Tally the lines in the records underneath that contain the string "below", and state the figure by itself.

------ Data for this task ------

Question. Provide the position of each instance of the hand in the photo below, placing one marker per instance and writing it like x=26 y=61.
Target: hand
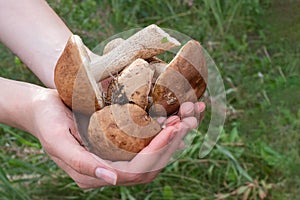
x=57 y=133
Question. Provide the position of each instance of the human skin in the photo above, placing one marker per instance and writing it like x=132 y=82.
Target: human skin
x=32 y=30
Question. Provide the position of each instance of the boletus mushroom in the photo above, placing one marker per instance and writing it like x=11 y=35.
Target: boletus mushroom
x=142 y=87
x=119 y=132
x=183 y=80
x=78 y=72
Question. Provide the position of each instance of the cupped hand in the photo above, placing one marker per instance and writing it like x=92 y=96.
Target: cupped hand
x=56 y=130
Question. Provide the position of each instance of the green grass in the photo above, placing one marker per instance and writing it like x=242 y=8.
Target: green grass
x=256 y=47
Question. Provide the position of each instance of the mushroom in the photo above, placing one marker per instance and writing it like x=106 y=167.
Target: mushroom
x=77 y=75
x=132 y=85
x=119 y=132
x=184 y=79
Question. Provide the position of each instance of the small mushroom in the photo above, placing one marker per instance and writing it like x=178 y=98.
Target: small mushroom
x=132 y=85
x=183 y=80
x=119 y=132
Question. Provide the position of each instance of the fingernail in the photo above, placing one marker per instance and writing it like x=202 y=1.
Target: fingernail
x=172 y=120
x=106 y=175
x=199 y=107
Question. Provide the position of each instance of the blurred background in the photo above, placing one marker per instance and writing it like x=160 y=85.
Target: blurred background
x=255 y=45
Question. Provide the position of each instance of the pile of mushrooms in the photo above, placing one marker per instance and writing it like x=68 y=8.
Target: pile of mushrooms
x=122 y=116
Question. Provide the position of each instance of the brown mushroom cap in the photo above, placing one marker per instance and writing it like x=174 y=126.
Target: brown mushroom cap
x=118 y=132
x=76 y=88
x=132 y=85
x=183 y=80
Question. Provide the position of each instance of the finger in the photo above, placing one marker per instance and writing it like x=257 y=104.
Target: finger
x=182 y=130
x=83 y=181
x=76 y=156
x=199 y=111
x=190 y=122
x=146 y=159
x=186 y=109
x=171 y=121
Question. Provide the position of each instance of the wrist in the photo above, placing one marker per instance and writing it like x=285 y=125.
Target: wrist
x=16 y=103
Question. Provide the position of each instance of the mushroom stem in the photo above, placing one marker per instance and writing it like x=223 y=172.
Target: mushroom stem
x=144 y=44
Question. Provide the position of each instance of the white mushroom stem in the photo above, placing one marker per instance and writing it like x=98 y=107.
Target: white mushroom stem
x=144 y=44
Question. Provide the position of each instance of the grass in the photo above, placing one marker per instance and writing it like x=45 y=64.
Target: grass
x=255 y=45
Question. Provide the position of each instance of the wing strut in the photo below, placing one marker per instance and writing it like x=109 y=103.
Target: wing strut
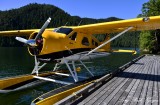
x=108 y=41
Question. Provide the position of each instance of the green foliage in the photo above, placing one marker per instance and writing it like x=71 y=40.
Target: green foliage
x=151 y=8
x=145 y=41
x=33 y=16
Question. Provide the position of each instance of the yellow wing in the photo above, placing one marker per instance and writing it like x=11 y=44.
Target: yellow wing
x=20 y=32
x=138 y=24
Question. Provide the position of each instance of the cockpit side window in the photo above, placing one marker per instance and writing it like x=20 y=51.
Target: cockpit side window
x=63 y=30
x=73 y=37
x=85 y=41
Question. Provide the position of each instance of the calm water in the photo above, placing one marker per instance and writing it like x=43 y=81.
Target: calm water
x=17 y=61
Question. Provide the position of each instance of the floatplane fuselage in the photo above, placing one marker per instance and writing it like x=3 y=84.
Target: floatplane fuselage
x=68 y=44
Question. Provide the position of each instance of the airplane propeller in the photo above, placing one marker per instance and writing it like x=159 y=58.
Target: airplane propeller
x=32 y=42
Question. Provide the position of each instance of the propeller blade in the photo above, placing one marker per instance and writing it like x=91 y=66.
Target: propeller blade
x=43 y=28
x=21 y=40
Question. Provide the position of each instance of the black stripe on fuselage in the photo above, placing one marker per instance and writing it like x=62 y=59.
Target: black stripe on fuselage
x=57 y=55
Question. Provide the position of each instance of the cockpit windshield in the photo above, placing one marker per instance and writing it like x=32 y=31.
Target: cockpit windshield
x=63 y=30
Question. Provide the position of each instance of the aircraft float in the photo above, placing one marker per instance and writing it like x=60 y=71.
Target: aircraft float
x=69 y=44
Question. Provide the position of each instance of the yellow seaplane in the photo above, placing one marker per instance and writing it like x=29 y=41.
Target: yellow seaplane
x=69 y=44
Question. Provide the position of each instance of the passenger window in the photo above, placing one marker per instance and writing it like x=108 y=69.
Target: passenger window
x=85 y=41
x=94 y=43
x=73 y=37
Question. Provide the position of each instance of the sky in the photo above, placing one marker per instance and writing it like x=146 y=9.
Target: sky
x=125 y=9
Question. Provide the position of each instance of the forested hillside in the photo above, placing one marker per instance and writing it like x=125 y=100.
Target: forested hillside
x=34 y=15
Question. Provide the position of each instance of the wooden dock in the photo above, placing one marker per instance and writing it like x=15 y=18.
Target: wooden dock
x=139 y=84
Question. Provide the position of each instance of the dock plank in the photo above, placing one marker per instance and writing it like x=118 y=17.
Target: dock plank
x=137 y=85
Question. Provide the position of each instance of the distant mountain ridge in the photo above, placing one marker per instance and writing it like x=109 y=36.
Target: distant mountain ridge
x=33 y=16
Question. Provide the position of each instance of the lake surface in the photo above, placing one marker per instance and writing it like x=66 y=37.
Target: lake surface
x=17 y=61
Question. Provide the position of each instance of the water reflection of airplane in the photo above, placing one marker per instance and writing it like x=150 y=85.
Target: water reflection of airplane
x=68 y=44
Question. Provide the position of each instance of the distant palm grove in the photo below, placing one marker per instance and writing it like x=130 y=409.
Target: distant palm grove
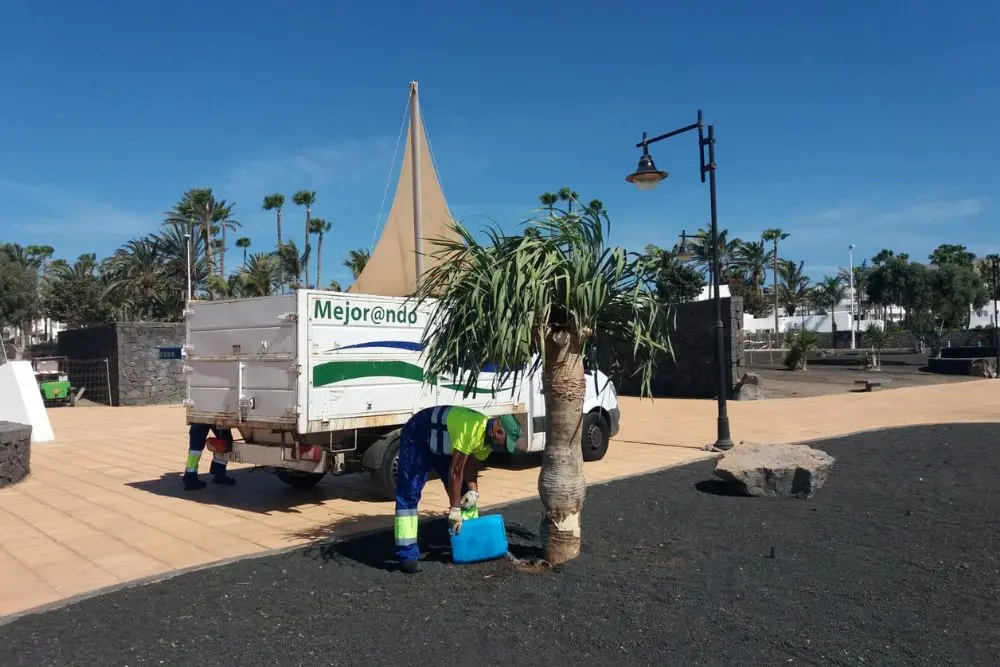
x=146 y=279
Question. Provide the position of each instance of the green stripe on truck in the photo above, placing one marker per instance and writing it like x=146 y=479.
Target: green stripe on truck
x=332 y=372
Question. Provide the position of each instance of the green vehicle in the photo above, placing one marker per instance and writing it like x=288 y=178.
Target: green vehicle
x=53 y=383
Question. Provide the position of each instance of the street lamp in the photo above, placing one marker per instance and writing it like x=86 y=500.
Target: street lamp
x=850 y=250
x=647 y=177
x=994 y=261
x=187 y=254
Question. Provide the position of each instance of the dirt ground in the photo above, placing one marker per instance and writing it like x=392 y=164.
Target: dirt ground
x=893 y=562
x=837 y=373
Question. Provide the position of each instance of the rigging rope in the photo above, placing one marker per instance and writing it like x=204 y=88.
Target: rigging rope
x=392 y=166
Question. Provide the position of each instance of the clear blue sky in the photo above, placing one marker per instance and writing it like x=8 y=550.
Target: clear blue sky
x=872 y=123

------
------ Data for this task ------

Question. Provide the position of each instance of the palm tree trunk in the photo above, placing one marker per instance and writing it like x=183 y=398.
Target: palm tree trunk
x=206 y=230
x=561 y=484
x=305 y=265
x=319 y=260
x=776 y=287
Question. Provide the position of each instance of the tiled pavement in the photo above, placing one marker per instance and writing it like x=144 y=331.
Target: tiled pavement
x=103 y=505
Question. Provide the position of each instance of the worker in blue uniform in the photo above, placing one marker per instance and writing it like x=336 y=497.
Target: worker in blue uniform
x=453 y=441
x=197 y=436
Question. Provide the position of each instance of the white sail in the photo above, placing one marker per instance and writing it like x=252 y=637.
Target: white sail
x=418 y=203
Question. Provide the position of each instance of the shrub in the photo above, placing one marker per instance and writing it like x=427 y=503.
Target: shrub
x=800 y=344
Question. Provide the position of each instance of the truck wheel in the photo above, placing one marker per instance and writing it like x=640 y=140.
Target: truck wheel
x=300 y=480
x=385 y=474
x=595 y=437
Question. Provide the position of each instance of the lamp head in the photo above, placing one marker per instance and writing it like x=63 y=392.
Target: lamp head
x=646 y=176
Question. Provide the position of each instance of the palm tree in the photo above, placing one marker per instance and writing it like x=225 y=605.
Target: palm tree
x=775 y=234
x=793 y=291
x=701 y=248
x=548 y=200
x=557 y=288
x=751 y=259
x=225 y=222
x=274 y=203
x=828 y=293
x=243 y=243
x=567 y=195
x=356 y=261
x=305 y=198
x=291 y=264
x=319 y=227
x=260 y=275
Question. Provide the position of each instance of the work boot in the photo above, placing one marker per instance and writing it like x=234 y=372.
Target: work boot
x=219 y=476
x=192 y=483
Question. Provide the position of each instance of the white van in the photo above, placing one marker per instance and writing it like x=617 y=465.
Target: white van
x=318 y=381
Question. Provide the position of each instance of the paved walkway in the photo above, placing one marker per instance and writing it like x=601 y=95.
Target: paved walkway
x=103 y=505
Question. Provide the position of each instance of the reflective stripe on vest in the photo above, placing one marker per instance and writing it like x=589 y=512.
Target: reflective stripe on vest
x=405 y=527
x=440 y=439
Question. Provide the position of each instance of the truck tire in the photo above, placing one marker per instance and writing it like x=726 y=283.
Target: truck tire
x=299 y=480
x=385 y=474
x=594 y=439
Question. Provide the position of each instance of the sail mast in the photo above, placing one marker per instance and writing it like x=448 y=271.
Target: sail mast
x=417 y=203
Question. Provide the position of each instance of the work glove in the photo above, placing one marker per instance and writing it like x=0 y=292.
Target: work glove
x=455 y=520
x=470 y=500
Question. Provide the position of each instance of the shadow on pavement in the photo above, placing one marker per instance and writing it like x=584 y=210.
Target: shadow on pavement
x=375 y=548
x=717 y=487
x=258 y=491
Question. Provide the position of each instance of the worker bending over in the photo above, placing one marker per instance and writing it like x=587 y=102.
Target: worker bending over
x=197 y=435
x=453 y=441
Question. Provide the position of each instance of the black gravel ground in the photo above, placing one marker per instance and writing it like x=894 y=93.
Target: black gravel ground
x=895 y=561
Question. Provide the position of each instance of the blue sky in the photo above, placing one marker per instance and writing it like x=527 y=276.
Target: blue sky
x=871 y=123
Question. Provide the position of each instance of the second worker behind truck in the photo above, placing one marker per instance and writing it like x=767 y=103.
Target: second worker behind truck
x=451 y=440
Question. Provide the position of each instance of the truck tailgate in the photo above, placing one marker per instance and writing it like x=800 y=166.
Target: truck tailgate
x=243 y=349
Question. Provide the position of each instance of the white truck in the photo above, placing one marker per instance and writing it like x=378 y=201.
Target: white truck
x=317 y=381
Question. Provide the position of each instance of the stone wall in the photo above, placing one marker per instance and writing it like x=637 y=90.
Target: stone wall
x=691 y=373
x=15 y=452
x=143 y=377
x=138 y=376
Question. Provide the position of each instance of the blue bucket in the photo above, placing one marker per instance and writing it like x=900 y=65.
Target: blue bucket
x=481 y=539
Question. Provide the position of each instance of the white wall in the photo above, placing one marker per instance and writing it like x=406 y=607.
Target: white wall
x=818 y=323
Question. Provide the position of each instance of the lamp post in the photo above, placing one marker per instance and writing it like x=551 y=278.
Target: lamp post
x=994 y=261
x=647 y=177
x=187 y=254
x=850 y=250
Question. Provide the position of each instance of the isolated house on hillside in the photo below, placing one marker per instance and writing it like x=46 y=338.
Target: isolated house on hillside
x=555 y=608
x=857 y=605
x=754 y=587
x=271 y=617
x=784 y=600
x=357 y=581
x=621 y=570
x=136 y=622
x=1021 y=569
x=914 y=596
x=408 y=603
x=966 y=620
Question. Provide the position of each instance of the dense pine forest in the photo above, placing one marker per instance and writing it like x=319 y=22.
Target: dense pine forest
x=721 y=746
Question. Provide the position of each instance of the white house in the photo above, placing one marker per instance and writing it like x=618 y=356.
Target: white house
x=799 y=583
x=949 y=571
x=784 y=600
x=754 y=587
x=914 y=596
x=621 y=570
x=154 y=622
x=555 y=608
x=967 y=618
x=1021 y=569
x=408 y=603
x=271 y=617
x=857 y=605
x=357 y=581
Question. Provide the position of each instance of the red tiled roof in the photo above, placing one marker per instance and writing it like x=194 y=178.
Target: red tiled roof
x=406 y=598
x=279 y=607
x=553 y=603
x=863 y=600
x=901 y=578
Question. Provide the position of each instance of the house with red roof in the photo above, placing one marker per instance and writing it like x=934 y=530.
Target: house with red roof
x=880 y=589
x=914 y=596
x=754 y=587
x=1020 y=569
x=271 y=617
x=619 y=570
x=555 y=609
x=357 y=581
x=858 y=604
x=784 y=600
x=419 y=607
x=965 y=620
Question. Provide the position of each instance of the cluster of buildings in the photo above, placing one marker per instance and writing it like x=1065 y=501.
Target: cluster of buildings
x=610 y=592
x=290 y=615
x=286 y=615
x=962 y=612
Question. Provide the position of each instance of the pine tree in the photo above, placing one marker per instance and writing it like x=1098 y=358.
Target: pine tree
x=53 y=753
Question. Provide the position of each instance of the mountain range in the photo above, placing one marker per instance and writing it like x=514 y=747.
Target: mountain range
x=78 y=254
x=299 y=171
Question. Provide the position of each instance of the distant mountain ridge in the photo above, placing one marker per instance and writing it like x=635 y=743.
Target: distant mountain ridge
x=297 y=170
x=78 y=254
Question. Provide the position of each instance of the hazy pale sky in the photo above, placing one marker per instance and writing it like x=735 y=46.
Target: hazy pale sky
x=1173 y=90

------

Reply:
4